__PROVIDED PASSAGE__.
- Opening Delimiter -

Knowledge is Power: Do You or Your Kids Drink Kool-Aid or Consume Other Artificially Colored Foods? Then read this…


Did you know that a Kool-Aid can be used as a fabric or yarn dye?  I’m not kidding…  Here is a quote from “Nice Tips” category in Stitch ‘N Bitch 2007 calendar:


 


“… you can dye your own animal fibers with Kool-Aid.  Mix one packet of unsweetened Kool-Aid mix with 1 cup (8 oz.) of lukewarm water.  Wind your yarn into hanks and soak in room temperature water for 20 minutes.  Remove the hanks and place them in a microwave-safe casserole dish and pour the Kool-Aid over them, making sure the yarn gets coated evenly.  Microwave on high for 2 to 3 minutes.  Rinse in a sink full of lukewarm water and hang to dry overnight.”


 


If that’s not enough to turn you off consuming products with artificial coloring, consider this information published at http://www.sixwise.com/newsletters/06/04/05/12_dangerous_food_additives_the_dirty_dozen_food_additives_you_really_need_to_be_aware_of.htm:


·         Blue 2, found in pet food, candy and beverages, has been linked to brain tumors in mice.


·         Blue 1, used to color candy, beverages and baked goods, may cause cancer.


·         Red 3 coloring, used in fruit cocktails cherries, baked goods and candy, has been found to cause thyroid tumors in rats, and may cause them in humans as well.

- Closing Delimiter -

Stored data entries:

- Opening Delimiter -

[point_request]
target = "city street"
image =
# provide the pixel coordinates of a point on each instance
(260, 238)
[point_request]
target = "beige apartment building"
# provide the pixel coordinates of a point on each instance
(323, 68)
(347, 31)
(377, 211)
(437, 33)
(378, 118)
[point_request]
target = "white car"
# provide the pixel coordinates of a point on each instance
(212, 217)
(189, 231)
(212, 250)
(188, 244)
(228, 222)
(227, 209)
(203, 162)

- Closing Delimiter -

__WORK TASK__. Write the next part of the post on Kool-Aid and artificial food coloring, starting right after its last sentence. The records are separate from the post on Kool-Aid and artificial food coloring.

__OUTPUT FOR THIS TASK__.
·         Yellow 6, found in many products including backed goods, candy, gelatin and sausages, has been found to cause adrenal gland and kidney tumors, and contains small amounts of many carcinogens.


 


Not convinced?  Visit this site to get informed about adverse effects of “inactive” ingredients http://www.feingold.org/effects.html.


 


 


Comments (2)

  1. James says:

    People have been using vegetables to make dye for hundreds of years. who here has never made a tie-dye t-shirt using some beetroot….

    anyway, The point is that just because the color stains, doesnt mean its bad for you.

  2. cj says:

    i believe you need to take into account the sheer quantities a person would need to consume for them to have a negative effect.  the sensationalist people who write the statistics always seem to leave that information out.